■ **Aim**
Rewrite every line of the records from the line containing "[seg] man's dreadlocked hair" through the end of the records, requests included. Offset each point coordinate in the answers by adding 115 to it.
======== The input
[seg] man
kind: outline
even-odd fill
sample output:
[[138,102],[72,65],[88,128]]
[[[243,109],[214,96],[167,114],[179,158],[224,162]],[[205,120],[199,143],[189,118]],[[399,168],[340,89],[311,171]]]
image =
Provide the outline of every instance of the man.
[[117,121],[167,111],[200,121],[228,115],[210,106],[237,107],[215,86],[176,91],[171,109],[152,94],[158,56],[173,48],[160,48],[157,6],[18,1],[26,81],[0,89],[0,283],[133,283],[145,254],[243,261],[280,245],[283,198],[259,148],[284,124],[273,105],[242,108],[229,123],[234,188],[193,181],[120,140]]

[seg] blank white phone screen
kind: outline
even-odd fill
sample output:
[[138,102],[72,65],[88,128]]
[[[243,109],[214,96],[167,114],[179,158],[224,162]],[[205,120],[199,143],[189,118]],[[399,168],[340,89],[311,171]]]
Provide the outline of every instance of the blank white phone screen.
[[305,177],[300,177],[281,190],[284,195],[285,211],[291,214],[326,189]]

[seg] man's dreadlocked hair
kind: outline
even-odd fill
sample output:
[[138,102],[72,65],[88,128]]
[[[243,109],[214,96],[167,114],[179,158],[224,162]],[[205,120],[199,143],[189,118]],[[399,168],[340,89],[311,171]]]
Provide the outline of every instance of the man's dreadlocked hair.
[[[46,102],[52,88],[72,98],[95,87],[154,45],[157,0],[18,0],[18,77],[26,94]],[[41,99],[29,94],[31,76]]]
================
■ **Correct output**
[seg] man's dreadlocked hair
kind: outline
even-odd fill
sample output:
[[138,102],[72,65],[88,128]]
[[[243,109],[214,96],[167,114],[179,158],[224,162]],[[205,120],[199,143],[189,118]],[[399,168],[340,89],[311,171]]]
Provide the outline of every instance of the man's dreadlocked hair.
[[[161,217],[167,203],[187,213],[210,202],[269,160],[272,115],[133,115],[133,192],[141,209]],[[156,214],[144,209],[146,191]]]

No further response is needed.